Records from a data collection:
---------------
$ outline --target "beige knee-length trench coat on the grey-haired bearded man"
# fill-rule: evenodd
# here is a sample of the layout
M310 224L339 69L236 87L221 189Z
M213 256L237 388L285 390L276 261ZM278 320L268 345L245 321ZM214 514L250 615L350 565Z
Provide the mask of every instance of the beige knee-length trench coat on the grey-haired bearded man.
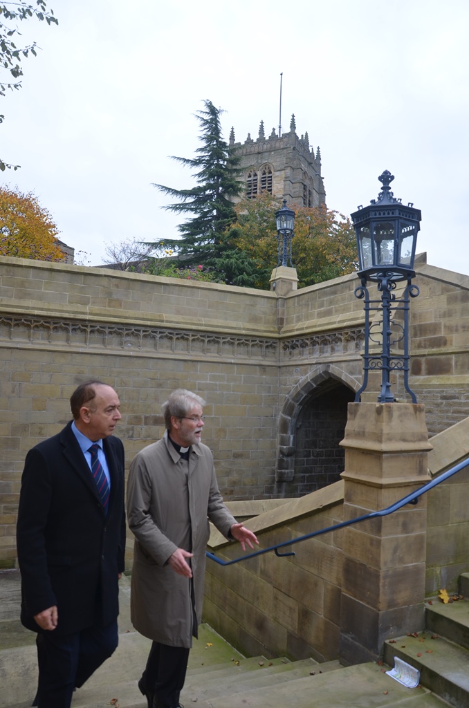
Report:
M208 519L228 536L235 518L218 491L213 456L201 443L188 461L167 438L148 445L130 465L127 514L135 535L130 616L140 634L169 646L192 646L195 595L200 624ZM193 579L167 565L177 548L193 553ZM193 586L192 586L193 583Z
---------------
- EXERCISE DIRECTIONS -
Give back exactly the lines from the one containing "# here is a sample of the layout" to the final line of the entries, both included, and no picture.

- PROBLEM SOLUTION -
# here is a sample of the layout
M310 224L339 69L236 87L221 189Z
M213 256L237 388L285 390L276 261ZM278 320L268 345L245 321ZM214 514L250 615L350 565Z
Provide the mask of every instance of the beige knee-length trench coat on the grey-haired bearded man.
Report:
M208 519L228 536L235 518L218 491L213 456L201 443L188 461L167 438L148 445L130 465L127 514L135 535L130 616L140 634L169 646L192 646L195 595L200 624ZM193 579L167 565L177 548L193 553ZM193 586L192 586L193 583Z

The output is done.